__Requirements__: Edit the data from the line that contains "row: puppet's hair" through the line that contains "Each instance of the puppet's", changing "puppet's hair" to "marionette's hair" and leaving everything else unchanged. Give back only those lines.

+ + +

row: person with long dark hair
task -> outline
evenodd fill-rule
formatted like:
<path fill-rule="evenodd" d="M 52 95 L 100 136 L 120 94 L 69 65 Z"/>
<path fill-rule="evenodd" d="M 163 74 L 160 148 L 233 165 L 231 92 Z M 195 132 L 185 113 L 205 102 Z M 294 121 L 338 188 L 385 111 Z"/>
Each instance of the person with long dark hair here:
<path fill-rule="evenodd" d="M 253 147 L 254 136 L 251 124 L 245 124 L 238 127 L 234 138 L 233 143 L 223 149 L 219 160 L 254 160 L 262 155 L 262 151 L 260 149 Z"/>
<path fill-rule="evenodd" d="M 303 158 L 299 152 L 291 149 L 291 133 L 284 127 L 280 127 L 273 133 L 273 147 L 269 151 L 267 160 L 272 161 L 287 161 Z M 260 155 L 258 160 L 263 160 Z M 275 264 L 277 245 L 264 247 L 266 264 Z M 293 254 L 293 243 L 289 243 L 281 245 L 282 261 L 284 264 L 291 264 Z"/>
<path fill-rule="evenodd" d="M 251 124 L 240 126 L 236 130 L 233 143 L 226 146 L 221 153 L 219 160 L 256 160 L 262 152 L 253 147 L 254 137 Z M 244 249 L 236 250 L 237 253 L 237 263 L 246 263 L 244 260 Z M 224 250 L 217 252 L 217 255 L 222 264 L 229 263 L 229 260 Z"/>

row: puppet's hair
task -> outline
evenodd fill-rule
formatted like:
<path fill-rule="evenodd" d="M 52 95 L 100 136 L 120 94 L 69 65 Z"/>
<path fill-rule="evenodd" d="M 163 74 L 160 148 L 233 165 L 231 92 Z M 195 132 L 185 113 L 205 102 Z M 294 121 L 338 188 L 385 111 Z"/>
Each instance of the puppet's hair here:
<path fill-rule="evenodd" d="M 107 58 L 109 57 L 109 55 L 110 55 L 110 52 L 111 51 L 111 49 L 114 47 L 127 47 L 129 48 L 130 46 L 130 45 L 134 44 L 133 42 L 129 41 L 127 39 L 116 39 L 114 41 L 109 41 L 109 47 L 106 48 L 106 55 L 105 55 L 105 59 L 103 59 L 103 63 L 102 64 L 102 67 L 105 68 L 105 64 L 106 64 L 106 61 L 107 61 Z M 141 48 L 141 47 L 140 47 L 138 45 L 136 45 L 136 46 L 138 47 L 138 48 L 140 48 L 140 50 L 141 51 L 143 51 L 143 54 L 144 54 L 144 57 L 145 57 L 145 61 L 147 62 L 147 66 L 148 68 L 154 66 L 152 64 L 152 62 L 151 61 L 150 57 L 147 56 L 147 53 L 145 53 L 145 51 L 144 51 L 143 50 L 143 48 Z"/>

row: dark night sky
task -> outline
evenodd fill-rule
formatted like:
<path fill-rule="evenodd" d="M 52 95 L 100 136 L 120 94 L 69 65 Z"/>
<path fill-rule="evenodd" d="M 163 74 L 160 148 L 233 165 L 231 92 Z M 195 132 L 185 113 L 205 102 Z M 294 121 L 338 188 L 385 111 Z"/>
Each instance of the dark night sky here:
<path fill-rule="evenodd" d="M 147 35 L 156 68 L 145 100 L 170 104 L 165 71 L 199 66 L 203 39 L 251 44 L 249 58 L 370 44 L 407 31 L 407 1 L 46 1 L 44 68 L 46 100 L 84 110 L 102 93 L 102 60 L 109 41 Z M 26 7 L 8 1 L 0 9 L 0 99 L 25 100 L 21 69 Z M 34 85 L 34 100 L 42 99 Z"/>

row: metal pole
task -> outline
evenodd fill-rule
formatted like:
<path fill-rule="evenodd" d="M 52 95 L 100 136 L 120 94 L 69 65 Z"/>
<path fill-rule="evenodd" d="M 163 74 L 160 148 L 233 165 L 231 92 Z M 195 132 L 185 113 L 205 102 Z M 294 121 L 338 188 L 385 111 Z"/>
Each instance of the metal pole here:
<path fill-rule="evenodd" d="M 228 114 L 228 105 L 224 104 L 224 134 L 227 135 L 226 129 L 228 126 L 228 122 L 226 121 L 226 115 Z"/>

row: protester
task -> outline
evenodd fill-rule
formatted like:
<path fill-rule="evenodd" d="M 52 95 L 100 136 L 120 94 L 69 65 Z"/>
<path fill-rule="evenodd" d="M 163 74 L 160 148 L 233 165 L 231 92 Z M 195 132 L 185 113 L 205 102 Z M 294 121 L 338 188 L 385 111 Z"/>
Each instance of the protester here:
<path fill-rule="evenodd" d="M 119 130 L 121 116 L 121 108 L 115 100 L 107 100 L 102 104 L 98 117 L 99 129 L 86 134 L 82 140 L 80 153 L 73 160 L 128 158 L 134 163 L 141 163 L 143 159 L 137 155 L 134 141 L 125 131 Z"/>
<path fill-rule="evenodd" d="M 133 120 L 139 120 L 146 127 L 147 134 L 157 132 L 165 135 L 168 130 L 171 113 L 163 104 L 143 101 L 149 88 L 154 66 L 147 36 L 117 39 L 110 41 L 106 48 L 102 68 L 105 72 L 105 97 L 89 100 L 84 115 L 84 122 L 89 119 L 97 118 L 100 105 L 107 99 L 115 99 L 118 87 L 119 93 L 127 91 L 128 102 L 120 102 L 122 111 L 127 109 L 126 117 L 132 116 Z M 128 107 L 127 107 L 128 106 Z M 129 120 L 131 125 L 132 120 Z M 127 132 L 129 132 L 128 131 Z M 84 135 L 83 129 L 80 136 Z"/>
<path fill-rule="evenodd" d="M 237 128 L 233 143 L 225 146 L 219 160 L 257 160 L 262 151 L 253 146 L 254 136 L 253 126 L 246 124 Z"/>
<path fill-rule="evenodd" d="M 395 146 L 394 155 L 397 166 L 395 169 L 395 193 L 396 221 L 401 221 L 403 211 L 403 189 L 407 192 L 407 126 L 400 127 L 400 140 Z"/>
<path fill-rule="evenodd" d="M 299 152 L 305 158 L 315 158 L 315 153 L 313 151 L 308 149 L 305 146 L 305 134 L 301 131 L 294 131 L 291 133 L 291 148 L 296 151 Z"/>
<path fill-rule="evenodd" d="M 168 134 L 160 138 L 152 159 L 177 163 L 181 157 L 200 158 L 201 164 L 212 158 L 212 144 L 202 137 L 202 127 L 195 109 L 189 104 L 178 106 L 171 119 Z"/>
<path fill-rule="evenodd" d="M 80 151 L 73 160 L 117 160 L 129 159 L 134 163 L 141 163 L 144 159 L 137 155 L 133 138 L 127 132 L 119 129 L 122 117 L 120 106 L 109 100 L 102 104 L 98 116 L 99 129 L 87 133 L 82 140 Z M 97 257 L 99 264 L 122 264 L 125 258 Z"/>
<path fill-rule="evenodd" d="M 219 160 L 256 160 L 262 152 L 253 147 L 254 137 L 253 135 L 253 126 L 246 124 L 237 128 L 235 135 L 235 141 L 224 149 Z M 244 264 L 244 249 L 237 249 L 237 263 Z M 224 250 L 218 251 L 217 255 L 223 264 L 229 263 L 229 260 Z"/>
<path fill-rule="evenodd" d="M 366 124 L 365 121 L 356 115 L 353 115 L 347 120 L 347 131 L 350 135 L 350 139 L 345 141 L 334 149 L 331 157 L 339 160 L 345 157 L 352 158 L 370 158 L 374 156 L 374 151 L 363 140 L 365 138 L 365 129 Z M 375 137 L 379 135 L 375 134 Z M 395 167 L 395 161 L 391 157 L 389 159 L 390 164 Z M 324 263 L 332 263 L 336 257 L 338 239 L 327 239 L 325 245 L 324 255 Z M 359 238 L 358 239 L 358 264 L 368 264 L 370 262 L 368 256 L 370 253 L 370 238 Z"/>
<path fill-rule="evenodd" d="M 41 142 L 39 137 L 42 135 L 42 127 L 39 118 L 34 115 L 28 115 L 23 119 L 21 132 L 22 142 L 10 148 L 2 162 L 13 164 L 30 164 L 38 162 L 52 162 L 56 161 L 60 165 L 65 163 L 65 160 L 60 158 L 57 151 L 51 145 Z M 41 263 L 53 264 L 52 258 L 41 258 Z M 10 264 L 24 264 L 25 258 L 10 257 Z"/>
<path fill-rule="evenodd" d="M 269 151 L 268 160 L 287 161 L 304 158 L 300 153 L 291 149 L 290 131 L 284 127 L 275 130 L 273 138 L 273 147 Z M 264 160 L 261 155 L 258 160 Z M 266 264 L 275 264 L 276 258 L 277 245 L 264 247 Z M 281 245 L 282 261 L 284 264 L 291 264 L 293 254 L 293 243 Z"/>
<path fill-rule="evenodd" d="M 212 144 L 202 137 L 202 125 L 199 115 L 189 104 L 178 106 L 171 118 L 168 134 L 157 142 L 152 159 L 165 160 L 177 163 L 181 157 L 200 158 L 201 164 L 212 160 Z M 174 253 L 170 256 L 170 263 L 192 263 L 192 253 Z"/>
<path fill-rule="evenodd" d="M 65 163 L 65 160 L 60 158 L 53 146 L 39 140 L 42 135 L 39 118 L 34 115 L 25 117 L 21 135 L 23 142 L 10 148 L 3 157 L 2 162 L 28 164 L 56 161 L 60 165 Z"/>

+ + +

__Correct result__:
row: marionette's hair
task -> outline
evenodd fill-rule
formatted like:
<path fill-rule="evenodd" d="M 52 95 L 100 136 L 120 94 L 69 65 Z"/>
<path fill-rule="evenodd" d="M 163 74 L 160 148 L 233 165 L 231 92 Z M 195 132 L 185 113 L 205 102 Z M 294 121 L 338 188 L 385 111 Z"/>
Each instance of the marionette's hair here:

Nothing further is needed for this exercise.